Material provided »
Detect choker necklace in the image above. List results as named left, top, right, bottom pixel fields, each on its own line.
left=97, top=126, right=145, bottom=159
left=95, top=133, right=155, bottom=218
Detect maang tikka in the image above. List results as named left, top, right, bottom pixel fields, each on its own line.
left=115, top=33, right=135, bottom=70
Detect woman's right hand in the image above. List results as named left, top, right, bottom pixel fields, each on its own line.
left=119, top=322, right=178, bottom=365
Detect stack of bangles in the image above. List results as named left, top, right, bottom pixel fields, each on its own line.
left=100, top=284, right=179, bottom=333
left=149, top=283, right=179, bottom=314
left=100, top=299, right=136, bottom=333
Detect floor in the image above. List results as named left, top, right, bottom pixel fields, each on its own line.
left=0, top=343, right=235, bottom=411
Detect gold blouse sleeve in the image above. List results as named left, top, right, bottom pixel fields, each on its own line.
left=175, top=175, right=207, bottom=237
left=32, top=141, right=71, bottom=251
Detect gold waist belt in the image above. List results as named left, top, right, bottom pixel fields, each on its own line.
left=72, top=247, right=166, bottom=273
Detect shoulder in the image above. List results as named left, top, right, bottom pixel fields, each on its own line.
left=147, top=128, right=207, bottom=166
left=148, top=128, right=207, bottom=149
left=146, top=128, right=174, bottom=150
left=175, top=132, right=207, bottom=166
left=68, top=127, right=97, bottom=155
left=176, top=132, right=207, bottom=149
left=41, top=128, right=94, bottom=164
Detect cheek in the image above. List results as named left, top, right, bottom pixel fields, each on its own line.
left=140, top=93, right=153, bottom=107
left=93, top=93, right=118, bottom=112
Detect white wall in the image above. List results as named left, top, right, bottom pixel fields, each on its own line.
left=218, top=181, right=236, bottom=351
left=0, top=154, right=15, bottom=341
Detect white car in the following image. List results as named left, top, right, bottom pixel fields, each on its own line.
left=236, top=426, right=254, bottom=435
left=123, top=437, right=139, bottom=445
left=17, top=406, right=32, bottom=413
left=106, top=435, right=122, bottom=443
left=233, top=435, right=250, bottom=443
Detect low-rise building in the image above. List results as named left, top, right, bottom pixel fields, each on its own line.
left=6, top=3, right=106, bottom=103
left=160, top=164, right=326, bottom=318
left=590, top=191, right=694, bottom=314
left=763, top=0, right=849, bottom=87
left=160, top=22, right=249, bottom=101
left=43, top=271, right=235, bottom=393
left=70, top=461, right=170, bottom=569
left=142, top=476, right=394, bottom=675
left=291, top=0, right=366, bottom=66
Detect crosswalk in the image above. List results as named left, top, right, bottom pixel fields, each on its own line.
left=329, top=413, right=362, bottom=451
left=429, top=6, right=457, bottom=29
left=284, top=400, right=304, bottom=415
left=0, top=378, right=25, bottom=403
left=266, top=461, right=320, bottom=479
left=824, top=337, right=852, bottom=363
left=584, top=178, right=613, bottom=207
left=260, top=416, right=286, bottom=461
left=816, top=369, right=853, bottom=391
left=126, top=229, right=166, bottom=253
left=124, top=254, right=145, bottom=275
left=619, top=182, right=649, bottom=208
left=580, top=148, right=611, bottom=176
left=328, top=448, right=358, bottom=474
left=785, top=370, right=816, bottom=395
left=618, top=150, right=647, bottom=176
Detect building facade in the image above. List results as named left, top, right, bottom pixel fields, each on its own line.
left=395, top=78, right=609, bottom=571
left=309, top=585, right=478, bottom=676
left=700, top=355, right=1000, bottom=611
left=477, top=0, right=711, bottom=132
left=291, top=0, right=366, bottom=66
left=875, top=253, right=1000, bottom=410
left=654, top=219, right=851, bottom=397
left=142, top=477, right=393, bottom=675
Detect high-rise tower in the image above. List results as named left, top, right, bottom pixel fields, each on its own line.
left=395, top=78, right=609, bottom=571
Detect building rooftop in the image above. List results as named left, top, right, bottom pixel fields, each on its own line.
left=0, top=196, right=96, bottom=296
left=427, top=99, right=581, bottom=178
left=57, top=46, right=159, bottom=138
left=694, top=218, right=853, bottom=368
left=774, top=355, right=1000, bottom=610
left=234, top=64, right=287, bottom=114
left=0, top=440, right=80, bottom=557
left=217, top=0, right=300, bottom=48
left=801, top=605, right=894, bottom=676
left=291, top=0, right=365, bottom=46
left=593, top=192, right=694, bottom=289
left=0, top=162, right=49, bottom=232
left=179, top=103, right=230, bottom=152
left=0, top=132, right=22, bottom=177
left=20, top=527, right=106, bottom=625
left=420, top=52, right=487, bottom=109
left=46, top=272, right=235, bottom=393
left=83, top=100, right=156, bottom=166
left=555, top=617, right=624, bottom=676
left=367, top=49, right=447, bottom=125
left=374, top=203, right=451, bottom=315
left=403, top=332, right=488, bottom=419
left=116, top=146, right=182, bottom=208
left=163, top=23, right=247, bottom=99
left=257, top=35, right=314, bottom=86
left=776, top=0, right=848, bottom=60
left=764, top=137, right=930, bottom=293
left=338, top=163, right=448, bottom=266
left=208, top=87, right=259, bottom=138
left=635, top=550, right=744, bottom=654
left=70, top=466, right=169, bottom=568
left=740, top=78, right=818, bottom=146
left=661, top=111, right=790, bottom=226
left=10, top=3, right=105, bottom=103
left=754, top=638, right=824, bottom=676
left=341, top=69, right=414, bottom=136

What is expected »
Write out all records exactly, keeping every detail.

Answer section »
Detect choker necklace in the image above. List results as named left, top, right, bottom pixel fields, each on its own line.
left=97, top=126, right=145, bottom=159
left=95, top=133, right=155, bottom=218
Detect maang tikka in the image above. List results as named left, top, right, bottom pixel fields, each on its own line.
left=115, top=33, right=135, bottom=70
Detect woman's right hand in the image above. List results as named left, top, right, bottom pixel fields, each on its own line.
left=119, top=322, right=178, bottom=365
Detect stack of bangles in the image above. List results as named left, top, right, bottom pixel fields, each on its own line.
left=100, top=284, right=179, bottom=333
left=149, top=283, right=179, bottom=314
left=100, top=299, right=136, bottom=333
Detect floor in the image above. List results as named left, top, right, bottom pixel fields, each on its own line.
left=0, top=343, right=235, bottom=411
Detect gold blouse sleeve in the image above. List results as named left, top, right, bottom pixel fields, each on its own line.
left=175, top=175, right=207, bottom=237
left=32, top=141, right=71, bottom=251
Detect gold waist belt in the image above. List results as named left, top, right, bottom pixel fields, each on its own line.
left=72, top=247, right=166, bottom=273
Detect shoulder in the image above. List results as named left, top, right, bottom pixel fields, each on its own line.
left=147, top=128, right=207, bottom=166
left=148, top=128, right=207, bottom=149
left=146, top=128, right=174, bottom=150
left=175, top=132, right=207, bottom=166
left=68, top=127, right=97, bottom=155
left=176, top=132, right=207, bottom=149
left=41, top=128, right=94, bottom=164
Detect cheek in the image above. List results as named left, top, right, bottom pixel fields, each on its own line.
left=140, top=93, right=153, bottom=107
left=93, top=93, right=118, bottom=112
Detect white wall in the image above. List results as named left, top, right, bottom pixel fields, each on its own line.
left=218, top=181, right=236, bottom=351
left=0, top=154, right=15, bottom=341
Detect white car in the following image. List results as named left, top, right, bottom pixel fields, each on its own line.
left=236, top=426, right=254, bottom=435
left=123, top=437, right=139, bottom=445
left=17, top=406, right=32, bottom=413
left=106, top=435, right=122, bottom=443
left=233, top=435, right=250, bottom=443
Detect low-rise building in the image above. List results as named left, top, right, bottom pixel fields, each on its own line.
left=6, top=3, right=106, bottom=103
left=160, top=164, right=326, bottom=318
left=590, top=191, right=694, bottom=314
left=763, top=0, right=849, bottom=87
left=160, top=22, right=249, bottom=101
left=43, top=271, right=235, bottom=393
left=70, top=461, right=170, bottom=569
left=142, top=476, right=394, bottom=675
left=291, top=0, right=366, bottom=66
Detect crosswalk in the image above. List results as named left, top, right, bottom pixel fields, each on its own line.
left=329, top=413, right=362, bottom=451
left=429, top=6, right=457, bottom=29
left=284, top=400, right=304, bottom=415
left=0, top=378, right=25, bottom=403
left=266, top=461, right=320, bottom=479
left=824, top=337, right=852, bottom=363
left=584, top=178, right=613, bottom=207
left=260, top=416, right=286, bottom=461
left=816, top=369, right=853, bottom=391
left=126, top=229, right=166, bottom=253
left=124, top=254, right=145, bottom=275
left=619, top=182, right=649, bottom=208
left=580, top=148, right=611, bottom=176
left=328, top=448, right=358, bottom=474
left=785, top=370, right=816, bottom=395
left=618, top=150, right=647, bottom=176
Detect building facade in the image above. List results as named left, top, right, bottom pixel fields, each on its own line.
left=395, top=78, right=609, bottom=571
left=309, top=585, right=478, bottom=676
left=700, top=355, right=1000, bottom=611
left=477, top=0, right=711, bottom=132
left=291, top=0, right=366, bottom=66
left=875, top=253, right=1000, bottom=410
left=654, top=219, right=851, bottom=397
left=142, top=477, right=393, bottom=675
Detect high-rise tower in the image above. List results as named left, top, right, bottom pixel fields, each on its own line.
left=395, top=78, right=609, bottom=571
Detect building rooftop in the image above. List results as named left, top, right, bottom pixel fields, each on its own line.
left=0, top=196, right=96, bottom=296
left=427, top=99, right=581, bottom=178
left=57, top=46, right=159, bottom=138
left=694, top=218, right=853, bottom=368
left=774, top=355, right=1000, bottom=610
left=234, top=64, right=287, bottom=114
left=0, top=440, right=80, bottom=557
left=217, top=0, right=300, bottom=48
left=801, top=605, right=894, bottom=676
left=291, top=0, right=365, bottom=46
left=593, top=192, right=694, bottom=289
left=0, top=162, right=49, bottom=232
left=179, top=103, right=230, bottom=152
left=0, top=132, right=22, bottom=177
left=20, top=527, right=106, bottom=625
left=420, top=52, right=487, bottom=109
left=46, top=272, right=235, bottom=393
left=83, top=100, right=156, bottom=166
left=555, top=617, right=624, bottom=676
left=367, top=49, right=447, bottom=125
left=374, top=203, right=451, bottom=315
left=403, top=332, right=488, bottom=419
left=116, top=146, right=182, bottom=208
left=163, top=23, right=247, bottom=99
left=257, top=35, right=314, bottom=86
left=776, top=0, right=848, bottom=60
left=764, top=137, right=930, bottom=293
left=338, top=163, right=448, bottom=266
left=208, top=87, right=259, bottom=138
left=635, top=550, right=744, bottom=654
left=70, top=466, right=169, bottom=568
left=740, top=78, right=818, bottom=146
left=661, top=111, right=790, bottom=226
left=10, top=3, right=105, bottom=103
left=754, top=638, right=824, bottom=676
left=341, top=69, right=414, bottom=136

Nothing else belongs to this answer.